[Task statement]
Copy all of the lines below exactly, without changing any wording or numbers.

[Given records]

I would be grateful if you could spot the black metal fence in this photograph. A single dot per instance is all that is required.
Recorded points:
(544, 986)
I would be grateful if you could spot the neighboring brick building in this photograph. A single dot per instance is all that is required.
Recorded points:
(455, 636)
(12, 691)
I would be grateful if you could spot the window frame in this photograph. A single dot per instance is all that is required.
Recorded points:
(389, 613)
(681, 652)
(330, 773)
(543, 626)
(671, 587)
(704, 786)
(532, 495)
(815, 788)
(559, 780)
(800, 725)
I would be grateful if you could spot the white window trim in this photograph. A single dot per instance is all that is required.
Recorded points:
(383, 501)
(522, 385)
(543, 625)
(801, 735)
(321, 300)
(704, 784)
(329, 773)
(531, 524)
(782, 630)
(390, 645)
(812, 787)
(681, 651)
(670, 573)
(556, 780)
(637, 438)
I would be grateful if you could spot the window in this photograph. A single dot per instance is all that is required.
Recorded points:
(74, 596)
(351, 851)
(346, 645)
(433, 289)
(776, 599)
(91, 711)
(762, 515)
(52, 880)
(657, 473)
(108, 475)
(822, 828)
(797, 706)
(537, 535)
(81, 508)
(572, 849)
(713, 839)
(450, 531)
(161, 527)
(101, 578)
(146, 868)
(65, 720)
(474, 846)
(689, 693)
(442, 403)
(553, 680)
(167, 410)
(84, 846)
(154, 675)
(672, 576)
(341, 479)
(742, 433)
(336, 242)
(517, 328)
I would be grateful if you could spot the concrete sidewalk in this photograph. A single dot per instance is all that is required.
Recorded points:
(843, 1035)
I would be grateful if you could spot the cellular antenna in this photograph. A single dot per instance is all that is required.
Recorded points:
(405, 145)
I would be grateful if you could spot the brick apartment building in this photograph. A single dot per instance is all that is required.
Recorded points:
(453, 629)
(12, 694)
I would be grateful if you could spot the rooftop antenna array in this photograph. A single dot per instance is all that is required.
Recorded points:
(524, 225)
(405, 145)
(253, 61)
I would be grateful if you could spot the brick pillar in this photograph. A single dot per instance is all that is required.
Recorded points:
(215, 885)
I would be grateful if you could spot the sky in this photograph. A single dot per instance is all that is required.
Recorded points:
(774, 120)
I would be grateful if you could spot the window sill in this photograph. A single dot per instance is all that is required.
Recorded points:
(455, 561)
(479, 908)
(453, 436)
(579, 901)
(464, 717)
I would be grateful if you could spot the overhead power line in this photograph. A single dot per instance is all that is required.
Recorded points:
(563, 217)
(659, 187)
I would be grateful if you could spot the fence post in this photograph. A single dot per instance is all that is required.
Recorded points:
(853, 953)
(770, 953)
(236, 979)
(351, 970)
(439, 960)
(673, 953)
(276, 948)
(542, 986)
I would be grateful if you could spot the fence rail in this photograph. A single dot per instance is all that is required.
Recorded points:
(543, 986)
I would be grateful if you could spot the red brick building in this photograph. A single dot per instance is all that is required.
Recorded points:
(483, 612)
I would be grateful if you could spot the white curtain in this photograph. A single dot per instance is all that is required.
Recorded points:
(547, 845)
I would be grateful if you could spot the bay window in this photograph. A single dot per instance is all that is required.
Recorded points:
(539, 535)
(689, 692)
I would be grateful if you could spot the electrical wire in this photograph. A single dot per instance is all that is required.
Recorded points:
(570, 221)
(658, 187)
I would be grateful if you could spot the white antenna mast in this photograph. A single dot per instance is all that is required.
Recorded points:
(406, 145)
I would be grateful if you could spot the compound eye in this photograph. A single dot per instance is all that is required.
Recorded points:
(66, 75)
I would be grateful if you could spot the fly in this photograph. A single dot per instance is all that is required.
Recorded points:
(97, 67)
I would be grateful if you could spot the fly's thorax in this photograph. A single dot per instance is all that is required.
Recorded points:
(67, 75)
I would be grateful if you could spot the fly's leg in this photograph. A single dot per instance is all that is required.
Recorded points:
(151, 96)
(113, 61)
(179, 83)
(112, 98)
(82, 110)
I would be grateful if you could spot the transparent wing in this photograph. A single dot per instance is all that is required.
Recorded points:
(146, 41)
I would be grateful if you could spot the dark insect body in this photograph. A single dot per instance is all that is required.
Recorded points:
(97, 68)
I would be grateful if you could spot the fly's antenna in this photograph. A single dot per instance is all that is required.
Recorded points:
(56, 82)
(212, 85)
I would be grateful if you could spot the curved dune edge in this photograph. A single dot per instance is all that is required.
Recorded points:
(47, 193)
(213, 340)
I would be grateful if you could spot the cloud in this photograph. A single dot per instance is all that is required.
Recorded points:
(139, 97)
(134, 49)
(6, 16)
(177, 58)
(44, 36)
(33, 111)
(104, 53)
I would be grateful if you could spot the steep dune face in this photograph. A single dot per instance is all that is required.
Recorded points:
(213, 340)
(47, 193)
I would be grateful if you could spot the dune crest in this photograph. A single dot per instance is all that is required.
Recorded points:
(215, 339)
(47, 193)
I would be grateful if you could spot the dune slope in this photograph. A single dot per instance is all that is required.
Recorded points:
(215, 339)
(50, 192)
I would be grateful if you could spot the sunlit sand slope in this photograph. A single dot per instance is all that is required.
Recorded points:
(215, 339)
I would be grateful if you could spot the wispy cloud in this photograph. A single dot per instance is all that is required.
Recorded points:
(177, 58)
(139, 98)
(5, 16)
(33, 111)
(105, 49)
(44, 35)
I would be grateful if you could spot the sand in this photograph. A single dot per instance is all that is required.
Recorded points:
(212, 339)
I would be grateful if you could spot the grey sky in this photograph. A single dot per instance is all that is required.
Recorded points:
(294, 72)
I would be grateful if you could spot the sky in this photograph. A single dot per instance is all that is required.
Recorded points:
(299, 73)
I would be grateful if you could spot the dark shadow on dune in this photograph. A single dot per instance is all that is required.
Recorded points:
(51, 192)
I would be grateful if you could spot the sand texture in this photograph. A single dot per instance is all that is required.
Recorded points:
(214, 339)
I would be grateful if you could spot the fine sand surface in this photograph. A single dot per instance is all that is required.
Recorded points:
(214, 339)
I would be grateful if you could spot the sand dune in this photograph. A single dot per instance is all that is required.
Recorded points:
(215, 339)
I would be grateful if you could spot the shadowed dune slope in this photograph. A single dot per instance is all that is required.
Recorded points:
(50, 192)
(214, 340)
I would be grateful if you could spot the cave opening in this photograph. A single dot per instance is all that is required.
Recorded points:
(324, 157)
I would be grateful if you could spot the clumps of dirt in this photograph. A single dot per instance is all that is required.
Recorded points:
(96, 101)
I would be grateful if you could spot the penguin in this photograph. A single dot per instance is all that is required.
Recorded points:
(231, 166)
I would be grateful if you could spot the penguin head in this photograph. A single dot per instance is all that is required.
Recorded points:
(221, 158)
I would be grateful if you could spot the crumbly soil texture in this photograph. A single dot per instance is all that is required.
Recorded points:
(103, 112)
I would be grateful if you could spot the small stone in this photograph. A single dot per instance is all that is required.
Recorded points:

[Answer to the problem]
I would be grateful if you could spot the black metal fence in this photograph. A single dot per instance is all that is required.
Recorded points:
(544, 986)
I would be grateful if you could spot the neighboring brick building in this photograph. A single dot per instance is all that is required.
Recorded points:
(455, 636)
(12, 691)
I would be grateful if you could spot the window frame in this photograph. A single dot per instance is all that is required.
Recorded points:
(389, 613)
(681, 652)
(330, 773)
(543, 626)
(671, 587)
(704, 786)
(532, 495)
(815, 788)
(559, 780)
(800, 725)
I would be grateful if you could spot the white window trim in this photograph. A single dot per instance is all that is required.
Recorded points:
(383, 501)
(522, 385)
(543, 625)
(801, 735)
(321, 300)
(704, 784)
(329, 773)
(531, 524)
(782, 630)
(390, 645)
(812, 787)
(681, 651)
(670, 573)
(556, 780)
(637, 438)
I would be grateful if you could spot the window in this photograph. A single dot per instance is all that is required.
Recorded points:
(74, 596)
(351, 851)
(346, 645)
(433, 289)
(776, 599)
(91, 711)
(762, 515)
(52, 880)
(657, 473)
(108, 475)
(822, 828)
(797, 706)
(537, 535)
(81, 508)
(572, 849)
(713, 839)
(450, 531)
(161, 527)
(101, 578)
(146, 868)
(65, 720)
(474, 846)
(689, 693)
(442, 403)
(553, 680)
(167, 410)
(84, 846)
(154, 675)
(672, 576)
(341, 479)
(742, 433)
(336, 242)
(517, 328)
I would be grateful if you could spot the concrete sidewalk in this photograph. A single dot per instance is all that is required.
Recorded points:
(843, 1035)
I would be grateful if you could spot the cellular antenna in this photograph. A single dot per instance is all that is required.
Recorded points:
(405, 145)
I would be grateful if you could spot the brick apartment building in this photograph. A single dot per instance is all that is required.
Recorded points:
(453, 629)
(12, 694)
I would be grateful if you could spot the rooftop antenna array in this photograph. A single dot per instance is all that is required.
Recorded points:
(524, 225)
(405, 145)
(253, 61)
I would be grateful if you could spot the brick pillar in this photograph. A single dot per instance is all that is required.
Recorded points:
(215, 885)
I would be grateful if you could spot the sky in this photograph. A single dot per instance is all that is required.
Recorded points:
(774, 120)
I would be grateful if you could spot the window sill in this photograph. A single dot per instance is all that is required.
Recorded points:
(455, 561)
(479, 908)
(453, 436)
(579, 901)
(464, 717)
I would be grateful if you could spot the overhead power line in this photograph. A single dot per instance is all that is required.
Recorded points:
(563, 217)
(659, 187)
I would be grateful if you could spot the fence post in this photograph. A single dot per instance is all that is required.
Recorded points:
(853, 953)
(770, 953)
(236, 979)
(351, 970)
(439, 960)
(673, 953)
(276, 948)
(542, 986)
I would be grateful if you could spot the fence rail in this photograph. A single dot per instance is all that is required.
Recorded points:
(543, 986)
I would be grateful if you could spot the red brick building in this photograph. A single dot per instance is all that is required.
Recorded points:
(483, 612)
I would be grateful if you could spot the white curtain in this photograph. A single dot per instance is all that is required.
Recorded points:
(547, 845)
I would be grateful if you could spot the bay window in this photograph. A single dot per instance is all that is required.
Recorded points:
(539, 535)
(689, 692)
I would be grateful if you could spot the electrical wire in this photograph. A single dot per instance is all that is required.
Recorded points:
(570, 221)
(658, 187)
I would be grateful if you could spot the white antenna mast in this photograph. A single dot per instance is all that is required.
Recorded points:
(406, 145)
I would be grateful if you could spot the compound eye in this photograph. A single dot per instance is all that is required.
Recorded points:
(66, 75)
I would be grateful if you could spot the fly in this photograph. A single dot per instance is all that is required.
Recorded points:
(97, 67)
I would be grateful if you could spot the fly's thorax in this photograph. A single dot per instance is all that is required.
Recorded points:
(67, 75)
I would be grateful if you could spot the fly's leg in this photograph. A single dot per instance is all that is required.
Recorded points:
(151, 96)
(113, 61)
(179, 83)
(112, 98)
(82, 110)
I would be grateful if you could spot the transparent wing in this photograph. A single dot per instance is all that is required.
Recorded points:
(146, 41)
I would be grateful if you could spot the dark insect body in this photograph. A single dot per instance is all that is required.
Recorded points:
(97, 68)
I would be grateful if you could spot the fly's antenna in this photograph. A single dot per instance is all that is required.
Recorded points:
(56, 82)
(212, 85)
I would be grateful if you could spot the curved dune edge in this photograph. A single dot per instance is all that is required.
Recorded points:
(47, 193)
(213, 340)
I would be grateful if you could spot the cloud in this photograph. A single dot per instance is all that is required.
Recorded points:
(139, 97)
(134, 49)
(6, 16)
(177, 58)
(44, 36)
(33, 111)
(104, 53)
I would be grateful if you could spot the steep dune face in this photograph. A single dot per instance is all that is required.
Recorded points:
(213, 340)
(47, 193)
I would be grateful if you could spot the dune crest in this photograph. A single dot per instance is all that is required.
Recorded points:
(215, 339)
(47, 193)
I would be grateful if you could spot the dune slope in this photograph. A single dot per instance is all that is required.
Recorded points:
(215, 339)
(50, 192)
I would be grateful if you could spot the sunlit sand slope in this photograph. A single dot per instance is all that is required.
Recorded points:
(215, 339)
I would be grateful if you could spot the wispy cloud in this photograph. A single dot per instance is all that is required.
Recorded points:
(177, 58)
(139, 98)
(5, 16)
(33, 111)
(105, 49)
(44, 35)
I would be grateful if you could spot the sand in this photograph. A single dot per instance is all that is required.
Recorded points:
(212, 339)
I would be grateful if you could spot the grey sky in this photograph. A single dot per instance is all that is required.
Recorded points:
(294, 72)
I would be grateful if you could spot the sky in this photograph. A single dot per instance is all that is required.
Recorded points:
(299, 73)
I would be grateful if you could spot the dark shadow on dune in this photograph. A single dot per instance is all that is required.
Recorded points:
(51, 192)
I would be grateful if you could spot the sand texture in this photograph. A single dot per instance is all that is required.
Recorded points:
(214, 339)
I would be grateful if you could spot the fine sand surface in this photograph. A single dot per instance is all that is required.
Recorded points:
(214, 339)
I would be grateful if you could spot the sand dune in this photograph. A single dot per instance is all that is required.
Recorded points:
(215, 339)
I would be grateful if you could spot the shadowed dune slope in this photograph. A single dot per instance is all that is required.
Recorded points:
(50, 192)
(214, 340)
I would be grateful if you could spot the cave opening in this photograph. A single dot per instance is all that is required.
Recorded points:
(324, 157)
I would be grateful if you could spot the clumps of dirt in this photograph. A single dot per instance is all that is required.
Recorded points:
(96, 101)
I would be grateful if you could spot the penguin in this photograph. A single dot per instance is all that is required.
Recorded points:
(231, 166)
I would be grateful if you could spot the penguin head in this photograph. A single dot per instance is all that is required.
Recorded points:
(221, 158)
I would be grateful if you could spot the crumbly soil texture in this photograph. A single dot per instance is all that is required.
Recorded points:
(103, 112)
I would be grateful if you could spot the small stone in this photograph. A single dot per instance is all that is required.
Recorded points:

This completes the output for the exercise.